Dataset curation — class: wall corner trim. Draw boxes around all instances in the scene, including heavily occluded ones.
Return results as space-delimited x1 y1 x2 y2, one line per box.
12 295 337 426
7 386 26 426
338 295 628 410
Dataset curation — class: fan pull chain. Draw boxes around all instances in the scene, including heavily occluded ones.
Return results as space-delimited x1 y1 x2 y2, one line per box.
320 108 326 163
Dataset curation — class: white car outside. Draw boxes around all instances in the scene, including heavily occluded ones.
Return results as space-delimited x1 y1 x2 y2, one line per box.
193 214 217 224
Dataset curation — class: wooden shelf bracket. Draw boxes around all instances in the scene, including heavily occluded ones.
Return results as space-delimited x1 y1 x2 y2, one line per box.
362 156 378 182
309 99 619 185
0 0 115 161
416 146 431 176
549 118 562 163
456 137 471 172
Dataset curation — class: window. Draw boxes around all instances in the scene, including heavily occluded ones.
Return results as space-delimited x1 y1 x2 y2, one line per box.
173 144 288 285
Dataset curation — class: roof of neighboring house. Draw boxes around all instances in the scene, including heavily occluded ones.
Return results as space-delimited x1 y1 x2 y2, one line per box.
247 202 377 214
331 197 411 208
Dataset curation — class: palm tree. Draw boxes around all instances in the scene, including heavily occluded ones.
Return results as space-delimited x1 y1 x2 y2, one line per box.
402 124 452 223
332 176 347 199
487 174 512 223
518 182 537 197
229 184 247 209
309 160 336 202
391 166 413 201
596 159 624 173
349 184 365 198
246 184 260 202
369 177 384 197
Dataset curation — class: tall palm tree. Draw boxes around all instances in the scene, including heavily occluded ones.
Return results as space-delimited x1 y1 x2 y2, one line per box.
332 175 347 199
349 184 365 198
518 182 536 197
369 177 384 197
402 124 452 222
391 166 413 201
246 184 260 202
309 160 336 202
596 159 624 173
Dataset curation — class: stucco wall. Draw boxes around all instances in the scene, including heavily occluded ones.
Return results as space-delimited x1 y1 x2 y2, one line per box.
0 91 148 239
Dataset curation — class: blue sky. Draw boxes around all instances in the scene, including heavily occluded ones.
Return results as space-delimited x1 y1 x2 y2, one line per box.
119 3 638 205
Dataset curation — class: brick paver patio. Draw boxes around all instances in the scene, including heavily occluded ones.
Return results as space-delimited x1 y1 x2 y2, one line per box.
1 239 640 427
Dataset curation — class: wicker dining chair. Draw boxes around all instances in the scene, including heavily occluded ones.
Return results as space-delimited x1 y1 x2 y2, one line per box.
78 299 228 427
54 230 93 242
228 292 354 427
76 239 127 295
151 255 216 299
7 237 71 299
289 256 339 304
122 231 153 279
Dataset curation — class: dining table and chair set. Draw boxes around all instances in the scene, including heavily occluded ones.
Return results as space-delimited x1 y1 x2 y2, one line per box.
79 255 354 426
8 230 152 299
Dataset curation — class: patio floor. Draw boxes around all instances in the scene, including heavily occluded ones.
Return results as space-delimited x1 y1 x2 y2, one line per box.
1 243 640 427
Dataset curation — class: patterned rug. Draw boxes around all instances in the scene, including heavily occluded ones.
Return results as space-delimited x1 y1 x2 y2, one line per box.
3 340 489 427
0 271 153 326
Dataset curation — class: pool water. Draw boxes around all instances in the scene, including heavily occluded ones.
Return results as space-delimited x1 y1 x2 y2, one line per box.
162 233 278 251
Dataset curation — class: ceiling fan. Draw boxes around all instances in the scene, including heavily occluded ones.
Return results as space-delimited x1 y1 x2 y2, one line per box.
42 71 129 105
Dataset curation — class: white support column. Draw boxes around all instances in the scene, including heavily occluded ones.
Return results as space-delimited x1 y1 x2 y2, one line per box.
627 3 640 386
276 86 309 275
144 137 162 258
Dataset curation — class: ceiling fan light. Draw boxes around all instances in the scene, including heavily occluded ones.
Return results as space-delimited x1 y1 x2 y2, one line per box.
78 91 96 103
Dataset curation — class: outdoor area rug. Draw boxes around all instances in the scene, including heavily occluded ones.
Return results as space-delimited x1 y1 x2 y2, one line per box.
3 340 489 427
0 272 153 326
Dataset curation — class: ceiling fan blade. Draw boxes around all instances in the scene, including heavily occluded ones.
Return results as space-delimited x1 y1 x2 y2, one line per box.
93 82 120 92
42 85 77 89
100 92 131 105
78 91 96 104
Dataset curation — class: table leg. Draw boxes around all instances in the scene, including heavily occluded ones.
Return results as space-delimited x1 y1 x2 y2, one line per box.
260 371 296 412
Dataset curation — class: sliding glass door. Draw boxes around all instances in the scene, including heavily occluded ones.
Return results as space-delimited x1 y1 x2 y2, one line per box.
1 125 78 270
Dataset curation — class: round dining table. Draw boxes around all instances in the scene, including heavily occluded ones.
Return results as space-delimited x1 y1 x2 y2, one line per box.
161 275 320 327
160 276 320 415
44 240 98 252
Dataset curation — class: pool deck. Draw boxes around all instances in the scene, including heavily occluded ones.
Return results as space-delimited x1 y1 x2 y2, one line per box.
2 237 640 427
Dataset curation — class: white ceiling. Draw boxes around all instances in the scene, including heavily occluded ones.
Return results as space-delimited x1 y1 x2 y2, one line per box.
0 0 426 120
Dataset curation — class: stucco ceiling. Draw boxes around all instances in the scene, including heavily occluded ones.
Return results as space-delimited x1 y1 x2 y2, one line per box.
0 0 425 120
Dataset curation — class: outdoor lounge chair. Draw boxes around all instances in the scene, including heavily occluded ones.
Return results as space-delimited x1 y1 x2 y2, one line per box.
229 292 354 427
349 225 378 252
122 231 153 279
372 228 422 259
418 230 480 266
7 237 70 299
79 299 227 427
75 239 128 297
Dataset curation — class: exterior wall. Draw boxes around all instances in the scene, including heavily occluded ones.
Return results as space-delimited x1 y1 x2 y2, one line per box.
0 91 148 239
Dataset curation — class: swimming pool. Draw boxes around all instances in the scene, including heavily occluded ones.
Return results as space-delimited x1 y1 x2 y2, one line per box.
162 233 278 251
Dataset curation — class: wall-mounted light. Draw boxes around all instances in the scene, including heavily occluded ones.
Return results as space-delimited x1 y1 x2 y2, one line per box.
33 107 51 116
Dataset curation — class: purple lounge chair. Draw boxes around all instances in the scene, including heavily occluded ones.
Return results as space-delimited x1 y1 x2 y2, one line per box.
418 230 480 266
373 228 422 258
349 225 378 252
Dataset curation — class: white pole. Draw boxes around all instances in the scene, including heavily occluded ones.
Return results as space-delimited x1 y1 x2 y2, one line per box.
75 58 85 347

▶ Task brief
Copy all of the records above, with every line reproduced character for character and in its original order.

▶ Answer for the task
Dataset curation — class: wall corner trim. Draw boxes around all instances in the scene, including heavily occluded ones.
Return results as space-delimited x1 y1 x2 y2, one line per box.
12 295 337 426
7 386 26 426
338 295 628 410
Dataset curation — class: fan pull chain. Draw boxes around all instances in the scene, including heavily occluded ones.
Return results as space-delimited x1 y1 x2 y2, one line per box.
320 108 326 163
Dataset curation — class: white car outside. Draw boxes around all instances in the scene, including heavily occluded ones.
Return results as space-delimited x1 y1 x2 y2, one line per box.
193 214 217 224
Dataset curation — class: wooden shelf bracket. Draw boxes around all instances in the scene, including heavily occluded ones.
Return results as space-delimited x1 y1 x2 y2, one line per box.
362 156 378 182
309 99 619 185
0 0 115 161
416 146 431 176
549 118 562 163
456 137 471 172
Dataset curation — class: window. Draw boxes around all instances in the scene, including heavily occluded ones.
Return results as space-delimited x1 y1 x2 y2, one line per box.
173 144 288 285
Dataset curation — class: roof of neighboring house. Draw boxes around all instances in the scene, including heavily occluded ones.
Return results as space-delimited x1 y1 x2 y2, one line per box.
247 202 377 214
331 197 411 208
Dataset curation — class: palm tree. Draw boxes around all instances in the scene, including heavily occluded ones.
Return results as space-delimited x1 y1 x2 y2, one line per box.
402 124 452 223
332 176 347 199
487 174 512 223
518 182 537 197
229 184 247 209
309 160 336 202
391 166 413 201
596 159 624 173
349 184 365 198
246 184 260 202
369 177 384 197
Dataset curation — class: tall palm tree. Draw boxes around all instances in the scene, including heavily occluded ones.
Return results as space-delimited x1 y1 x2 y2, one line per box.
332 175 347 199
349 184 365 198
518 182 536 197
369 177 384 197
402 124 452 222
391 166 413 201
246 184 260 202
309 160 336 202
596 159 624 173
Dataset curation — class: stucco wall. Draw boxes around all instances in the scene, including heavily occluded ones.
Return results as space-delimited x1 y1 x2 y2, one line per box.
0 91 148 239
Dataset curation — class: blue sky. Draw boxes around all instances in the scene, including heavily occluded ones.
Return results as space-delimited x1 y1 x2 y2, one line per box.
119 3 638 205
Dataset curation — class: brick paver patio. Draw boxes around all instances in the scene, including heavily occluded ones.
Return results as space-delimited x1 y1 x2 y2, one line per box.
1 239 640 427
Dataset curation — class: wicker dining chair. Draw boxes around all instances in the scene, including heavily occluded ones.
Return results as space-delimited x1 y1 x2 y2, one line per box.
78 299 228 427
54 230 93 242
228 292 354 427
76 239 127 295
151 255 216 299
7 237 71 299
289 256 339 304
122 231 153 279
Dataset curation — class: dining table and chair set. Draw boxes around all instances in the scene, including heavily occluded ones.
Return results as space-delimited x1 y1 x2 y2, one line per box.
79 255 354 426
8 230 152 299
Dataset curation — class: patio floor. Draw boxes around all instances in the scene, including heavily occluded ones.
Return results as space-delimited x1 y1 x2 y2, one line per box.
1 243 640 427
Dataset curation — class: patterned rug. Draw boxes around all instances in the scene, including heavily occluded ones.
Return results as space-delimited x1 y1 x2 y2, one line per box.
3 340 489 427
0 271 153 326
Dataset curation — class: pool water. Draw boxes around all instances in the scene, including heavily occluded ones.
Return results as space-delimited x1 y1 x2 y2, one line per box.
162 233 278 251
Dataset curation — class: ceiling fan. Draw boxes around all instances in the scene, including heavily occluded ones.
Return results as space-delimited x1 y1 x2 y2, one line per box.
42 71 129 105
Dataset curation — class: white support column. Draw boxes around all instances in the scene, including heavily occluded ones.
Return results as space-delimited x1 y1 x2 y2, one line per box.
627 3 640 386
276 86 309 275
144 137 162 258
Dataset curation — class: ceiling fan light. Draw boxes around all instances in the scene, including heavily occluded ones.
Return results as space-delimited x1 y1 x2 y2, one line per box.
78 91 96 103
Dataset curation — class: outdoor area rug. Draw boxes around all instances in the scene, including heavily occluded ones.
Return results as space-delimited x1 y1 x2 y2, one line per box.
3 340 489 427
0 272 153 326
Dataset curation — class: ceiling fan blade. Draw boxes around all instances in the scene, including heavily occluded ones.
Return results as space-delimited x1 y1 x2 y2, one line per box.
93 82 120 92
42 85 77 89
100 92 131 105
78 91 96 104
Dataset curation — class: table leg. Draw boxes around all instances in the scene, including heavily occluded ones.
Return results as space-delimited x1 y1 x2 y2, one line per box.
260 371 296 412
Dataset curation — class: sliding glass door. Draw boxes around all instances in the scene, including heavily occluded ones.
Return results as space-delimited x1 y1 x2 y2, one line per box.
1 125 78 270
Dataset curation — class: round dining table. Draw boxes around all instances in the scene, including heavily occluded ones.
Return results as space-delimited x1 y1 x2 y2, one line per box.
161 275 320 327
160 276 320 415
44 240 98 252
Dataset curation — class: pool deck. Draw boxes around all instances in the scene, including heavily occluded ones.
Return results as space-delimited x1 y1 x2 y2, one line per box.
2 237 640 427
Dataset curation — class: white ceiling. Draw boxes around all instances in the scene, including heavily occluded ones.
Return results as space-delimited x1 y1 x2 y2, one line per box.
0 0 426 120
Dataset curation — class: stucco ceiling. Draw boxes around all instances in the scene, including heavily occluded ones.
Return results as space-delimited x1 y1 x2 y2, one line per box.
0 0 425 120
Dataset curation — class: outdoor lounge chair. Draw boxes around all instances in the scene, including heavily occluded ones.
Return results as space-delimited x1 y1 x2 y2, one line per box.
229 292 354 427
349 225 378 252
122 231 153 279
372 228 422 259
418 230 480 266
7 237 70 299
79 299 227 427
75 239 128 297
Dataset curation — class: exterior wall. Draw boxes around all instances in the scene, including heavily occluded ones.
Return results as space-delimited x1 y1 x2 y2, one line per box.
0 91 148 239
Dataset curation — class: swimming pool. Draw boxes around all instances in the scene, including heavily occluded ones.
Return results as space-delimited x1 y1 x2 y2, one line per box.
162 233 278 251
Dataset curation — class: wall-mounted light. Draw boxes around all instances in the scene, including heavily occluded ones.
Return results as space-delimited x1 y1 x2 y2, one line per box.
33 107 51 116
Dataset curation — class: purple lounge chair. Draw boxes around all instances in the scene, including heavily occluded ones.
Return results as space-delimited x1 y1 x2 y2, one line per box.
418 230 480 266
373 228 422 258
349 225 378 252
Dataset curation — class: white pole. Draw boxes around all instances in the scene, including heavily occluded ones.
Return results as space-delimited x1 y1 x2 y2, one line per box.
75 58 85 347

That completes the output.